Stored data ::
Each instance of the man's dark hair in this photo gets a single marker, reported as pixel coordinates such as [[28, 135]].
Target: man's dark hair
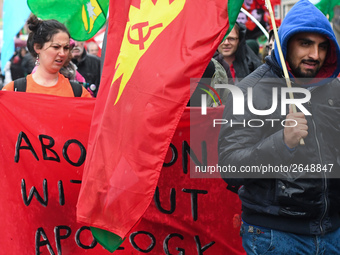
[[42, 31]]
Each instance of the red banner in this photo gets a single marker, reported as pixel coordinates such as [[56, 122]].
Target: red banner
[[43, 149]]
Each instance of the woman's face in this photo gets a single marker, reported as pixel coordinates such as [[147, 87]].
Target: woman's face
[[54, 53]]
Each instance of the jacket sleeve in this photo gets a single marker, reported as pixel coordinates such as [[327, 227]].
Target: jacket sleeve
[[243, 146]]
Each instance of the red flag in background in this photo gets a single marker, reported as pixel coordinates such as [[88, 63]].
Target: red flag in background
[[154, 47]]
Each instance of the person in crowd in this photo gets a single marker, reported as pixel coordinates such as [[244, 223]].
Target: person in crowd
[[49, 44], [242, 18], [87, 65], [13, 69], [237, 54], [268, 46], [92, 48], [253, 44], [291, 210], [214, 74]]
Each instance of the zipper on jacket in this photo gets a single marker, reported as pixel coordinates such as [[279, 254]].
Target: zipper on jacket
[[324, 173]]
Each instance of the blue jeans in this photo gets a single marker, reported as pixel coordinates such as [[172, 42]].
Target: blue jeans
[[258, 240]]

The task :: Starting at the line in the listing above that contains "Each instance of the red banner" and stopping after the line that contains "[[154, 47]]", render those lines as a numbered list with any blank lines omitted.

Full solution ::
1. Each instance of the red banner in this photo gets a single marker, reported as pixel coordinates such as [[56, 122]].
2. Target: red banner
3. [[43, 149]]
4. Each instance of the woman's face in this photo gets a single marker, reported as pixel coordinates such as [[147, 87]].
5. Target: woman's face
6. [[54, 53]]
7. Each instance of the jacket sleeve in this photo gets a single marker, reported as pixel coordinates such as [[327, 227]].
8. Target: jacket sleeve
9. [[243, 146]]
10. Each instance of the red flag in background in this photo gets a single marker, reported as pixel coordinates such as [[88, 63]].
11. Target: red flag in background
12. [[154, 47]]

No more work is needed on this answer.